[Material for this exercise]
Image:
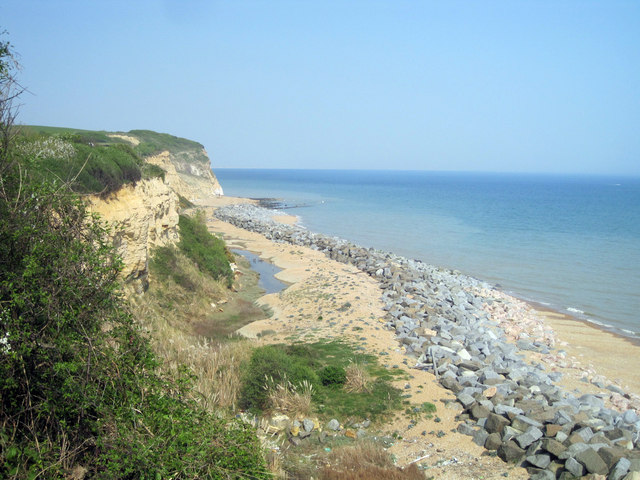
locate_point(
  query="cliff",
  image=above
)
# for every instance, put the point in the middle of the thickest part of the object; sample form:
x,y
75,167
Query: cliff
x,y
188,176
145,214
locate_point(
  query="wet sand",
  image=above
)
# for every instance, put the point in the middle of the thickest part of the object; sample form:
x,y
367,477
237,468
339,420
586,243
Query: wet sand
x,y
328,299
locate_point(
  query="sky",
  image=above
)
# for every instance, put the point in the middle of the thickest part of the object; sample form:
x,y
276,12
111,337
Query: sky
x,y
497,86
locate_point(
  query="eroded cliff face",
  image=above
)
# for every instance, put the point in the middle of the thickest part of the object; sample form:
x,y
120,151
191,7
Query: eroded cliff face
x,y
188,174
143,216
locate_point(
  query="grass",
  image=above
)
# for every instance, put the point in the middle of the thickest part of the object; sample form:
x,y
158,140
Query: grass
x,y
152,143
90,162
205,249
300,361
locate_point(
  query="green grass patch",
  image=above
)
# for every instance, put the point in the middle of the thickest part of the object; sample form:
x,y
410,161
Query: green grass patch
x,y
90,162
152,143
300,361
184,202
207,250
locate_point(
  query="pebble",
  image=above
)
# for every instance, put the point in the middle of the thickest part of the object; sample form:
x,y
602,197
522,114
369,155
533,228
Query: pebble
x,y
476,335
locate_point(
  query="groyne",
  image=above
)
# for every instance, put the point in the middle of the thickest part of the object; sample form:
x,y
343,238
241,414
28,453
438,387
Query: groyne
x,y
474,339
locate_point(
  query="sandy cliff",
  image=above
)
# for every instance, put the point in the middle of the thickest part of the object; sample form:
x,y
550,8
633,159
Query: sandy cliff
x,y
144,216
188,174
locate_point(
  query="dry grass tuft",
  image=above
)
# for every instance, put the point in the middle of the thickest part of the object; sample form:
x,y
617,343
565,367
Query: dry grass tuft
x,y
358,379
365,461
290,399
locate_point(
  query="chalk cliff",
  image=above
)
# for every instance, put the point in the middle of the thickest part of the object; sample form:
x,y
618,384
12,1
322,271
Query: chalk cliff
x,y
145,215
188,174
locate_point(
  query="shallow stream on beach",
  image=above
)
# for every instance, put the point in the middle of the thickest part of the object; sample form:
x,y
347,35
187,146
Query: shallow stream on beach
x,y
265,270
571,243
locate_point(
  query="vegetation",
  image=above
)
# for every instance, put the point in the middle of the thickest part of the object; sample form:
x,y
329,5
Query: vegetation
x,y
290,366
152,143
205,249
80,388
83,160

[The task]
Return an exact transcription of the entries above, excluding each image.

[Written response]
Image:
locate_point(
  query="cliff",
  image=above
)
# for every instance, put the point in the middle of the thickest part of the object; sample form:
x,y
75,167
Query: cliff
x,y
188,176
145,214
locate_point(
  query="wet sand",
  image=above
)
# for every instance, put the point in the middle of the thickest part of the object; sample form:
x,y
367,477
237,468
339,420
586,243
Query: wet sand
x,y
328,299
locate_point(
  query="sky",
  image=above
)
# for every instance, put the point in the middle of the thickest part of the object; sample form:
x,y
276,12
111,337
Query: sky
x,y
497,86
locate_point(
  query="eroded cliff face",
  image=above
)
# for every instance, put the point in the middle of the thickest part of the object; sample form:
x,y
120,151
191,7
Query: eroded cliff face
x,y
188,174
143,216
locate_point(
  query="grass",
  image=above
)
# for every instance, put the point in the middle of the thickest part of the object; sample form:
x,y
158,140
Query: grass
x,y
152,143
90,162
205,249
300,361
locate_point(
  query="green grass patch",
  image=above
)
# for every instance, put the point in the middle of the thickest part of the object; sample form:
x,y
410,161
Query: green grass patch
x,y
90,162
152,143
300,361
184,202
207,250
locate_point(
  query="pebble",
  image=above
)
# for every instance, put the point in the middle of the thickest part of the object; sample form:
x,y
602,197
522,114
369,155
533,228
Query: pebble
x,y
476,335
locate_point(
  query="groyne",
  image=above
)
# for every instance, put the point in the middle of the thickest part of the object; sample form:
x,y
343,238
241,414
28,453
438,387
Query: groyne
x,y
474,339
locate_point(
  query="sandy cliff",
  image=above
)
# for every instance, put the point in the middle of the thickest part of the object; sample form:
x,y
550,8
633,159
Query: sandy cliff
x,y
144,216
188,174
locate_point(
  query="dry grass tuft",
  image=above
)
# for every instance, put the point in the middle of the thickest part of the object; sample form:
x,y
617,343
565,367
Query: dry grass tuft
x,y
358,379
365,461
290,399
locate_point(
  query="chalk cliff",
  image=above
)
# for every instance, put the point in the middle of the thickest part of the object; sample form:
x,y
618,384
12,1
322,271
Query: chalk cliff
x,y
145,215
188,174
locate_point(
  query="shallow stream on beach",
  image=above
)
# for every instance, put the point in the middle of the thickest part of the object; sample form:
x,y
347,35
187,146
Query: shallow stream on beach
x,y
265,270
571,243
locate_point(
  query="vegetation",
  image=above
)
# for every instance, put the point in the middle of the thickest part of the object; sample form:
x,y
329,5
Query: vegetation
x,y
290,366
152,143
205,249
80,388
83,160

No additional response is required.